Excerpts of bounding box data

........

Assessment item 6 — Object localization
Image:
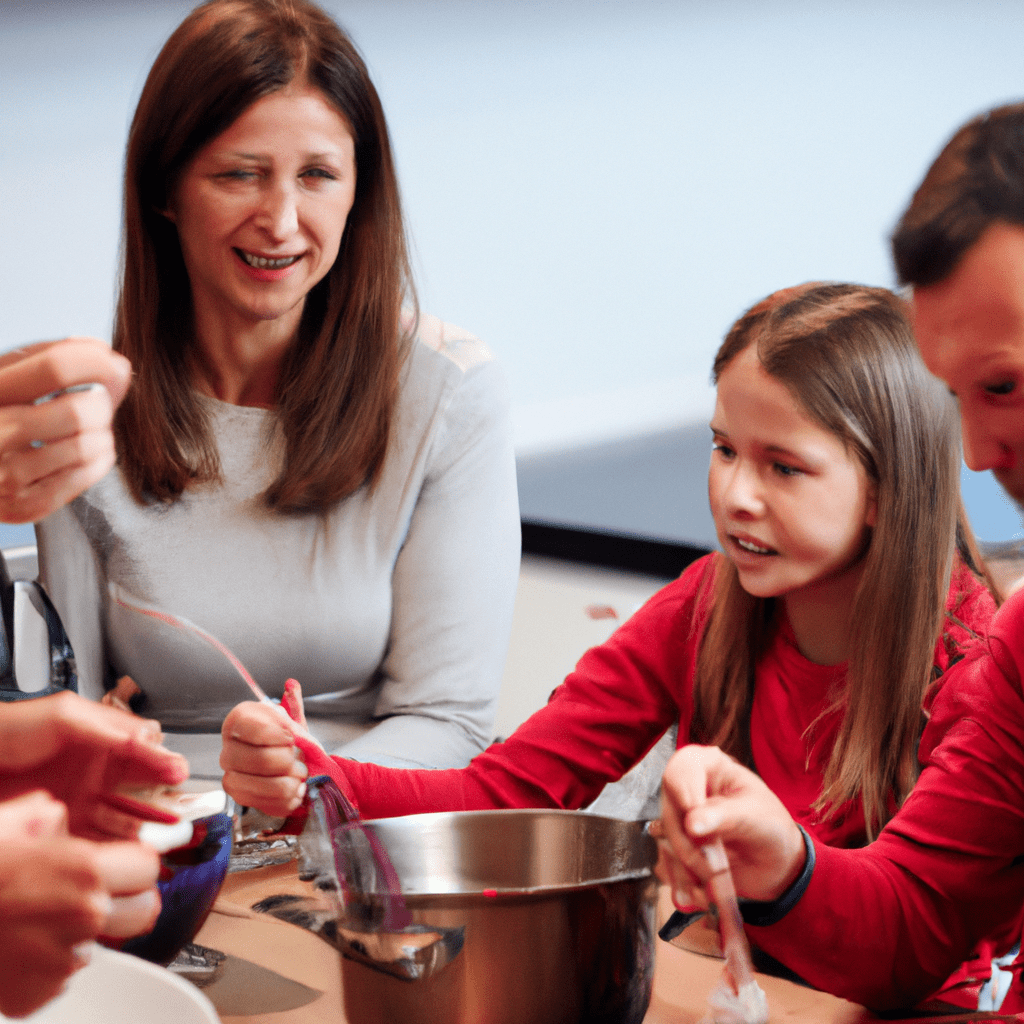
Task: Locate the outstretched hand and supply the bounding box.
[658,744,806,908]
[0,338,131,523]
[0,693,188,839]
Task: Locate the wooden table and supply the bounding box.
[196,863,877,1024]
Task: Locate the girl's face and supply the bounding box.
[165,83,355,330]
[708,345,876,597]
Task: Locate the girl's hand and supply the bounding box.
[0,791,160,1017]
[220,700,309,818]
[654,744,807,908]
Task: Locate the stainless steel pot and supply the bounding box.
[338,810,656,1024]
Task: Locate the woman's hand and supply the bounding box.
[220,700,309,818]
[0,792,160,1017]
[0,338,131,523]
[0,692,188,840]
[656,745,806,908]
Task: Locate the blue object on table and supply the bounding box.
[121,814,232,965]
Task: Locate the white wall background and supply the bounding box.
[0,0,1024,540]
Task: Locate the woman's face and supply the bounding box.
[709,345,876,597]
[166,83,355,331]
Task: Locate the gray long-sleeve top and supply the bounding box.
[37,316,519,777]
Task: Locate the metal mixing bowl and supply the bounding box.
[338,810,657,1024]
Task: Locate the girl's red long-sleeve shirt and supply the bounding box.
[329,555,994,847]
[750,591,1024,1013]
[314,555,999,1005]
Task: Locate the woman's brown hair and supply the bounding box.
[114,0,415,512]
[690,284,980,838]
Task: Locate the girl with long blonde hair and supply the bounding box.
[221,284,995,999]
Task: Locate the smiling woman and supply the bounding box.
[222,284,999,1006]
[32,0,519,777]
[165,83,355,399]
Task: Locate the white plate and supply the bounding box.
[0,946,220,1024]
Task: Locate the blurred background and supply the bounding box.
[0,0,1024,547]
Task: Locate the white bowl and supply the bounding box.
[0,946,220,1024]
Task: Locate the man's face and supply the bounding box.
[913,222,1024,505]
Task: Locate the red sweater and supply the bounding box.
[751,591,1024,1013]
[340,555,994,847]
[314,555,991,1007]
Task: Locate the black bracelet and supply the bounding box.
[739,825,814,928]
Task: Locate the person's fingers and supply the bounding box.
[222,770,306,818]
[220,741,309,779]
[0,790,68,841]
[0,692,188,785]
[0,385,114,452]
[220,700,294,746]
[281,679,308,730]
[100,887,160,939]
[0,337,131,406]
[654,839,709,910]
[93,843,160,938]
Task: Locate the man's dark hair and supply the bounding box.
[892,103,1024,286]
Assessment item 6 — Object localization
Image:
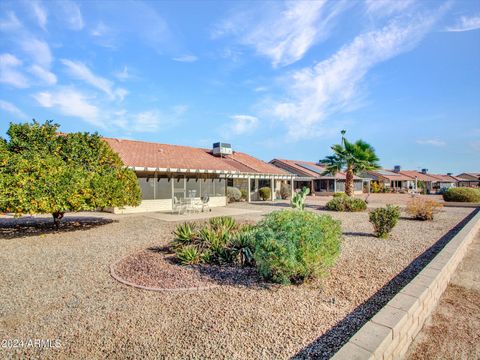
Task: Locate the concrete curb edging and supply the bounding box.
[332,211,480,360]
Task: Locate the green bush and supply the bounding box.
[280,183,292,200]
[254,210,342,284]
[443,188,480,202]
[369,205,400,239]
[325,193,367,212]
[227,186,242,202]
[172,216,254,266]
[258,187,272,201]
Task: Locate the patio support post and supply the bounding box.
[270,177,275,201]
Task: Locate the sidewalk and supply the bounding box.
[405,233,480,360]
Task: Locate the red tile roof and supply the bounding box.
[104,138,288,175]
[270,159,360,180]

........

Task to complete
Reproduce all of the items above line for line, without any changes. Omit the pictures.

Finished answer
Assessment item 6 — Object localization
Image:
Task: Locate the outstretched hand and supply the bounding box.
[658,744,806,908]
[0,338,131,523]
[0,693,188,839]
Task: Locate the wooden table and supply the bounding box.
[196,863,877,1024]
Task: Locate the girl's face and supply the bounding box.
[165,83,355,330]
[708,345,876,597]
Task: Locate the girl's hand and supply the bounding box.
[0,791,160,1017]
[220,700,309,818]
[654,744,807,908]
Task: Locate the stainless steel pot and supply the bounding box.
[338,810,656,1024]
Task: Locate the woman's hand and supply the bounding box.
[220,700,309,818]
[0,792,160,1017]
[0,338,131,523]
[0,692,188,840]
[656,745,806,908]
Task: Locate the blue object on table and supply the bounding box.
[121,814,232,965]
Task: Locate the white wall background and supply the bounding box.
[0,0,1024,540]
Task: Locate the woman's face and supply the bounding box.
[709,345,876,597]
[166,83,355,331]
Task: Locate the gray long-sleeve top and supply the bounding box.
[37,316,519,777]
Task: Locate the metal mixing bowl and supply the bounding box.
[338,810,657,1024]
Task: Locate the girl's red long-sleeve shirt and supply the bounding box.
[329,555,994,847]
[750,591,1024,1013]
[314,555,999,1005]
Task: Locate the woman's brown hair and supply the bounding box.
[114,0,415,512]
[690,284,980,838]
Task: Locate the girl with long blonde hair and supply the bounding box.
[221,284,995,999]
Task: Locate the smiling woman and supply the bounding box.
[222,284,999,1006]
[32,0,519,777]
[165,83,355,399]
Task: Locate the white plate and supply the bounding box.
[0,946,220,1024]
Task: Locate the blurred background and supply the bounding box.
[0,0,1024,547]
Task: Locate the white bowl and supply the bounding box.
[0,946,220,1024]
Task: Locate the man's face and supply the bounding box.
[913,222,1024,505]
Task: Locate the red sweater and supply the bounding box.
[751,591,1024,1013]
[340,555,994,847]
[314,555,991,1007]
Task: Locate the black bracelet and supply the bounding box.
[739,825,814,928]
Task: Locate the person's fingers and supply the bounding box.
[222,770,306,818]
[220,741,309,779]
[0,790,68,841]
[0,692,188,785]
[0,385,114,452]
[220,700,294,746]
[281,679,308,730]
[100,887,160,939]
[0,337,131,406]
[654,839,709,910]
[93,843,160,938]
Task: Locate the man's dark hair and supply the bounding box.
[892,103,1024,286]
Assessment item 6 — Object localization
Image:
Task: Locate the concrete curb edging and supply the bounding box.
[332,211,480,360]
Task: Locate the green bush and supply the bounding box.
[280,183,292,200]
[254,210,342,284]
[443,188,480,202]
[369,205,400,239]
[325,193,367,212]
[227,186,242,202]
[172,216,254,266]
[258,187,272,201]
Task: Locate the patio support post and supply the bounding box.
[270,177,275,201]
Task: Locate the sidewalk and supply the bounding box.
[405,233,480,360]
Task: Locate the red tile roof and supply the bounding box.
[104,138,288,175]
[270,159,360,180]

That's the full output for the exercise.